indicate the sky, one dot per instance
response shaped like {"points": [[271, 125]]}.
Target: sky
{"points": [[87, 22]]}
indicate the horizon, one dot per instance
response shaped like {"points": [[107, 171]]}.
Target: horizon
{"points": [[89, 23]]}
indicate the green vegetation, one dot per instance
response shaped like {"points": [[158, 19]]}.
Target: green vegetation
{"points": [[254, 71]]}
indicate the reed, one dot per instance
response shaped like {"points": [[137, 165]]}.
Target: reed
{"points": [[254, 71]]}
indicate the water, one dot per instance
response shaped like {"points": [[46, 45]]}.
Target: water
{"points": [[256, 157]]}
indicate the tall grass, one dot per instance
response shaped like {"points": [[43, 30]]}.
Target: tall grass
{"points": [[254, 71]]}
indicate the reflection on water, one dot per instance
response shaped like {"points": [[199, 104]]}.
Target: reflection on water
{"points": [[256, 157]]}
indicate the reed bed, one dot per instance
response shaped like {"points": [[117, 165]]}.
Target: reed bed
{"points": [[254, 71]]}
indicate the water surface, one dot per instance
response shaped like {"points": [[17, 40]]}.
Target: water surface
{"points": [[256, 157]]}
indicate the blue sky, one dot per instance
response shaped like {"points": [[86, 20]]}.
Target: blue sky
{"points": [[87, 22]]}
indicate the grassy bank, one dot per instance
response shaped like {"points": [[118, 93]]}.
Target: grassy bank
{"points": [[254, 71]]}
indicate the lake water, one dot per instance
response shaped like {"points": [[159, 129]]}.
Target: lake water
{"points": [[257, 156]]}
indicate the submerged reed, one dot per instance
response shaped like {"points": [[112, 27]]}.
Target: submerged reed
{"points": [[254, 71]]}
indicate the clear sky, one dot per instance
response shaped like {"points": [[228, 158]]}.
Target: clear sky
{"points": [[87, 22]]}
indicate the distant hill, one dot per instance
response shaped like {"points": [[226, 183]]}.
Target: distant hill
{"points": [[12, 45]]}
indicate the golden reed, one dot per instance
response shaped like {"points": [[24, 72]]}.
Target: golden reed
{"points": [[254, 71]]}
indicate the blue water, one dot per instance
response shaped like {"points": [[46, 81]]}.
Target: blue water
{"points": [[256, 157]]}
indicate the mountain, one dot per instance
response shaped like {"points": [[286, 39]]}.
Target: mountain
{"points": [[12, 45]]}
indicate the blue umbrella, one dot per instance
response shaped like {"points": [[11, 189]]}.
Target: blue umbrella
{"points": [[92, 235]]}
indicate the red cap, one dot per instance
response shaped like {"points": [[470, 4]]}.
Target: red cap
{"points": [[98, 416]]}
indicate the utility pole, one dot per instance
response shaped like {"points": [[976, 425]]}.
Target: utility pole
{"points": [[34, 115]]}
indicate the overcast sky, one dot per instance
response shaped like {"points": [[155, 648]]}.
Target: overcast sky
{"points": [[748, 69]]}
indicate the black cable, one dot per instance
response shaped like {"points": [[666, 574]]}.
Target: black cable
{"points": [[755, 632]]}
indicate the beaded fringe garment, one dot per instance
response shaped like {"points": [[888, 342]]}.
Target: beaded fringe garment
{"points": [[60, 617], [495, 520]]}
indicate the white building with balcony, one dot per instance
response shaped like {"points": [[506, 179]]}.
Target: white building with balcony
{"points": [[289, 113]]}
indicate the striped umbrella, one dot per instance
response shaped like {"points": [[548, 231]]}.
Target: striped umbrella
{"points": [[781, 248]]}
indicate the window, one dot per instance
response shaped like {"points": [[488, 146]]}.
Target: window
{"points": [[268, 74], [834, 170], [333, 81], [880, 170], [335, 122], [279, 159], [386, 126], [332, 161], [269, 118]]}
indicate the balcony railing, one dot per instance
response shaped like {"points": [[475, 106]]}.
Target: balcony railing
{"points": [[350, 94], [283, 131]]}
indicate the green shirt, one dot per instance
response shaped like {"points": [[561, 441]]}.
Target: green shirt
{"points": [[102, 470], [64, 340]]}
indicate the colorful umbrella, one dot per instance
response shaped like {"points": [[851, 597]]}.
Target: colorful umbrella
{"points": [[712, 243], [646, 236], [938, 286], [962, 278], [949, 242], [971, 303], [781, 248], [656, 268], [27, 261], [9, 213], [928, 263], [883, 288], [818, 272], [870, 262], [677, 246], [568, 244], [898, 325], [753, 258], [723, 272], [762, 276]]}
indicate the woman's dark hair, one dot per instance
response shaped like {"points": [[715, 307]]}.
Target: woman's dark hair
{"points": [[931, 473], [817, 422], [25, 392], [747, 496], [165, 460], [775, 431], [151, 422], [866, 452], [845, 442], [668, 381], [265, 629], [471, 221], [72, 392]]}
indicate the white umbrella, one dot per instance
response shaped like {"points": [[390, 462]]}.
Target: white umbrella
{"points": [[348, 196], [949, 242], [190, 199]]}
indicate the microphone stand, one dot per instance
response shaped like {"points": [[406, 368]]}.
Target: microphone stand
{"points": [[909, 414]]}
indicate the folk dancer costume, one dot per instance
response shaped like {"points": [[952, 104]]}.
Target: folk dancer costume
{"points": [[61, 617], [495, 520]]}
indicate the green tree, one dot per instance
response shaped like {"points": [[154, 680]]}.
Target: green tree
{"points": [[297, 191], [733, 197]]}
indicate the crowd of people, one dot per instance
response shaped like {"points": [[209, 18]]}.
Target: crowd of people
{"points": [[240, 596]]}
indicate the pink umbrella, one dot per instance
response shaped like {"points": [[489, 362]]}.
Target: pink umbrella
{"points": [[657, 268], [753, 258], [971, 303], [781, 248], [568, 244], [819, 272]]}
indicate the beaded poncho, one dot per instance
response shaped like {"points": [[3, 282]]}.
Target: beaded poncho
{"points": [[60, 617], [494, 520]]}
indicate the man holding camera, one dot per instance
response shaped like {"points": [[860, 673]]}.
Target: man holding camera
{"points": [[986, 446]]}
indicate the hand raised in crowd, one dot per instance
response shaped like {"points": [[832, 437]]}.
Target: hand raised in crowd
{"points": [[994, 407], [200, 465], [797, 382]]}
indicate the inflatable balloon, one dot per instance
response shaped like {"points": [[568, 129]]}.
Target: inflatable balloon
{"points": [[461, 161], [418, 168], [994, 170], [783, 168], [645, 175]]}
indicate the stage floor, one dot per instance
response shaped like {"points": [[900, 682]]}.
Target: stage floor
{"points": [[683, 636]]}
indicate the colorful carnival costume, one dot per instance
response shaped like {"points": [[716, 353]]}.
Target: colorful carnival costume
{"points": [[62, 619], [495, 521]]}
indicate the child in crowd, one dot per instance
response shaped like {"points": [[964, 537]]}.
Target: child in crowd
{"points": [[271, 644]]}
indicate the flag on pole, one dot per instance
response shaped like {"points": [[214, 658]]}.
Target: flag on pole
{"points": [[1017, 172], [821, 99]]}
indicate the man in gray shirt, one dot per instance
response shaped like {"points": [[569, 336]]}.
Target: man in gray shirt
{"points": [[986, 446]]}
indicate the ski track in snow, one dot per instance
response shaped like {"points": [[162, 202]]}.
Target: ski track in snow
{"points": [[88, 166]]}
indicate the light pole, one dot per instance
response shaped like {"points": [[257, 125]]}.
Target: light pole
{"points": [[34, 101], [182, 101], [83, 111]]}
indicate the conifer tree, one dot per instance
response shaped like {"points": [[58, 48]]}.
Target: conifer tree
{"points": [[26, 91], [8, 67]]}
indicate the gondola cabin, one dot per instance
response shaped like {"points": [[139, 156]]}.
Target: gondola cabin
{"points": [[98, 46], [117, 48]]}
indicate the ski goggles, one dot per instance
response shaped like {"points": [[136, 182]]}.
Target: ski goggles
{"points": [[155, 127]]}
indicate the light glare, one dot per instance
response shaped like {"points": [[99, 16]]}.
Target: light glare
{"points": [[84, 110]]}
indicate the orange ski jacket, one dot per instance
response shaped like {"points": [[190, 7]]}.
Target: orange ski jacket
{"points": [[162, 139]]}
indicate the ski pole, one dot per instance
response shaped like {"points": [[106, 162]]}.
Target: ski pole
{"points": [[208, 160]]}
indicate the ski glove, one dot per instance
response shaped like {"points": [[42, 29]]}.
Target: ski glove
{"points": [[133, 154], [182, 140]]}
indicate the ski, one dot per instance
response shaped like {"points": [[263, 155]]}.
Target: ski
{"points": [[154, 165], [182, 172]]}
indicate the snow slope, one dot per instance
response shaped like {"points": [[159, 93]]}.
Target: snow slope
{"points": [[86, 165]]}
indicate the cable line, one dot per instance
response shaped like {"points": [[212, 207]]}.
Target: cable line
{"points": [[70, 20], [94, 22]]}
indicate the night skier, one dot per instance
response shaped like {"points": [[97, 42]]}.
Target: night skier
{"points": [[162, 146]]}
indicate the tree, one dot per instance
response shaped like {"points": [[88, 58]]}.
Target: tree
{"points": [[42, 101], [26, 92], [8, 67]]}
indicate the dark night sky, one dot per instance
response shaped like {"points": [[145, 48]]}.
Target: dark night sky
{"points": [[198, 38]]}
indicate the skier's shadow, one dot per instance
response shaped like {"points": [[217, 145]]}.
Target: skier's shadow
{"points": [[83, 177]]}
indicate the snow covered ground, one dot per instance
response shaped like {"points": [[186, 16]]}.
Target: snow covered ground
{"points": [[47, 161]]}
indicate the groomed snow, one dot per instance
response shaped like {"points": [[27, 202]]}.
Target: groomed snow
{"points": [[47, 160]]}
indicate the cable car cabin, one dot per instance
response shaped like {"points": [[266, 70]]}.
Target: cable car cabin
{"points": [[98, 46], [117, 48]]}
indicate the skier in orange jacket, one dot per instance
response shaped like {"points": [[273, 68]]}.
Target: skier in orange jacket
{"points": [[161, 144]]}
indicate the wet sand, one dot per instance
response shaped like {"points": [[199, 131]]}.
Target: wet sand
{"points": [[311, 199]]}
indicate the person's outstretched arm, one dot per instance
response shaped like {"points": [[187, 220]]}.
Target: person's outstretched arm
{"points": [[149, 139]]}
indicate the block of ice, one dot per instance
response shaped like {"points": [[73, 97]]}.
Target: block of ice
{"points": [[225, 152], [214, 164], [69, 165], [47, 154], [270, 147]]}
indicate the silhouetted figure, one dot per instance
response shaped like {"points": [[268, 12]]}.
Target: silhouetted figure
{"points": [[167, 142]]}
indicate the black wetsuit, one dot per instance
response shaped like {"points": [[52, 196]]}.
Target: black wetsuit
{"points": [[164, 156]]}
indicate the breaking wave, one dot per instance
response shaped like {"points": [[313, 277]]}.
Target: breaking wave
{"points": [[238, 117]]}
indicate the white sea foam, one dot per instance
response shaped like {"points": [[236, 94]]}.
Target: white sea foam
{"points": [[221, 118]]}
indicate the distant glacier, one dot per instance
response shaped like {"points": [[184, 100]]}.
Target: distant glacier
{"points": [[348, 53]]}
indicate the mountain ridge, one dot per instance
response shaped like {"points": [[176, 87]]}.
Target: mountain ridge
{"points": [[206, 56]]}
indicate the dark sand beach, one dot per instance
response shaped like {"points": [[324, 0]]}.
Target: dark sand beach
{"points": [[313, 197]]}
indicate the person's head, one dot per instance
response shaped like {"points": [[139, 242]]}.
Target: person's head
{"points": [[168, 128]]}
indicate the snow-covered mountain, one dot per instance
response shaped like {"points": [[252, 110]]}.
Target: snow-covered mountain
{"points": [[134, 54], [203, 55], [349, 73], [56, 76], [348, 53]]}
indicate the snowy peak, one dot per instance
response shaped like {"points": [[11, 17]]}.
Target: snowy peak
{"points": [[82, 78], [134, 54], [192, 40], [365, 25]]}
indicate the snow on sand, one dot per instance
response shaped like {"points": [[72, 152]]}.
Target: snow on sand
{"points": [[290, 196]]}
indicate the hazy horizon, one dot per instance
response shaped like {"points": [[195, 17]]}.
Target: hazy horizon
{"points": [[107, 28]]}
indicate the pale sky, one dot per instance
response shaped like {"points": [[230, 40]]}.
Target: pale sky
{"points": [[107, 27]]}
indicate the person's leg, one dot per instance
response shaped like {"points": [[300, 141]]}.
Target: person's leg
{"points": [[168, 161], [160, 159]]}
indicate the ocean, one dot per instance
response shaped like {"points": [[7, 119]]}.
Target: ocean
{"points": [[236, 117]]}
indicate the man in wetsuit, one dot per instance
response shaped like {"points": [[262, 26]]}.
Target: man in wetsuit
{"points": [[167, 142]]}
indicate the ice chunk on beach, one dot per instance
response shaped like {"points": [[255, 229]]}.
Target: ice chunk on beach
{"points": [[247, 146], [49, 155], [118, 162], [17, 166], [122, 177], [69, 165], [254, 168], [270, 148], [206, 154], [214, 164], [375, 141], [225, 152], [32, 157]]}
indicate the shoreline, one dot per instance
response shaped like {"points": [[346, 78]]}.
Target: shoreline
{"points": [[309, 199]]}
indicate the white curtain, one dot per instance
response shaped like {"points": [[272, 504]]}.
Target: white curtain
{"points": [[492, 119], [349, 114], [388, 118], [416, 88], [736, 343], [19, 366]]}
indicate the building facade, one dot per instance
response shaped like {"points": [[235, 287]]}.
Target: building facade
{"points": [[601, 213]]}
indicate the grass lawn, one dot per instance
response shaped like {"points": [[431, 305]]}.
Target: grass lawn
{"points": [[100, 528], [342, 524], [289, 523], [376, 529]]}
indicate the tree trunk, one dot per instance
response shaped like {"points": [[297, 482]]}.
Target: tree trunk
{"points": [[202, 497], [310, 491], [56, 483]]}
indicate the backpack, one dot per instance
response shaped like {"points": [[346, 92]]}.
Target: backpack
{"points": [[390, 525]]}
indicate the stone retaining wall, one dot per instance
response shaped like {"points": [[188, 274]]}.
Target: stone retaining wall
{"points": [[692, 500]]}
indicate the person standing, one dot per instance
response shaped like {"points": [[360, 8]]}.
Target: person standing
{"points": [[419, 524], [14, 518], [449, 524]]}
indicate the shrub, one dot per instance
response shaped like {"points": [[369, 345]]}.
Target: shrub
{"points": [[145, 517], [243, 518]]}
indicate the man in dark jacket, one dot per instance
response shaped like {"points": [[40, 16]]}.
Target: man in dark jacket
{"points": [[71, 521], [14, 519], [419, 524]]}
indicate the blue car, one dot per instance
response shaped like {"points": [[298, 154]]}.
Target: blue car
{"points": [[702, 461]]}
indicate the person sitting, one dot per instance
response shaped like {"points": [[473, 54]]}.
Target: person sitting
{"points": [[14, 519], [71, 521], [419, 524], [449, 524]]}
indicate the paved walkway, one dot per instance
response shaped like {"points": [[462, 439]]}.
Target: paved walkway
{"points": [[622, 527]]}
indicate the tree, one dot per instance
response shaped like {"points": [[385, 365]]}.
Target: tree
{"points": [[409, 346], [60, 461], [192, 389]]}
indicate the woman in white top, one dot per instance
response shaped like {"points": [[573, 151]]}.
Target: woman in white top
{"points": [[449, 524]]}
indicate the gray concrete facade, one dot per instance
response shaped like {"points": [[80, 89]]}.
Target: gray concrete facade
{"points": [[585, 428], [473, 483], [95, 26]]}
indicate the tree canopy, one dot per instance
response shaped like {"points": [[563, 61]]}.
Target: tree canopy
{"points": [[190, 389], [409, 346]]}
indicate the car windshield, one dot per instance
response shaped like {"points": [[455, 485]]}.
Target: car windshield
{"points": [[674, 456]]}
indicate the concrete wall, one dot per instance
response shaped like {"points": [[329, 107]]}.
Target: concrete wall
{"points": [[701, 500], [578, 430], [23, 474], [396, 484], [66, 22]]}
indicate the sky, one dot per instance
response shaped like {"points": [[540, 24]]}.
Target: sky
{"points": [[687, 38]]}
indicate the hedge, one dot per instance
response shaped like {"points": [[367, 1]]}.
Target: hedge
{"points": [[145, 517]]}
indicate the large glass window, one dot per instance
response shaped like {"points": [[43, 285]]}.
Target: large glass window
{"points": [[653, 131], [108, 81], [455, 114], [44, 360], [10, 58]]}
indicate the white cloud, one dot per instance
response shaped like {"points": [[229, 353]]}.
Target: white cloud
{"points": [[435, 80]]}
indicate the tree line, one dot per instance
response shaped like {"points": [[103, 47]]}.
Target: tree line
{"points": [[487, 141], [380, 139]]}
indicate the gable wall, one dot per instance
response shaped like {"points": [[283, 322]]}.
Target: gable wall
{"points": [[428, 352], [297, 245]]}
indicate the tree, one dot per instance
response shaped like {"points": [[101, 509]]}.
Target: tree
=======
Given the data above, transcribe exactly the lines from the one containing "Target: reed bed" down to the one containing "indicate the grassy", and no others.

Target: reed bed
{"points": [[254, 71]]}
indicate the water surface, one dot per instance
response shaped like {"points": [[17, 40]]}.
Target: water surface
{"points": [[256, 157]]}
indicate the blue sky, one dot per instance
response shaped like {"points": [[86, 20]]}.
Target: blue sky
{"points": [[87, 22]]}
indicate the grassy bank, one dot per instance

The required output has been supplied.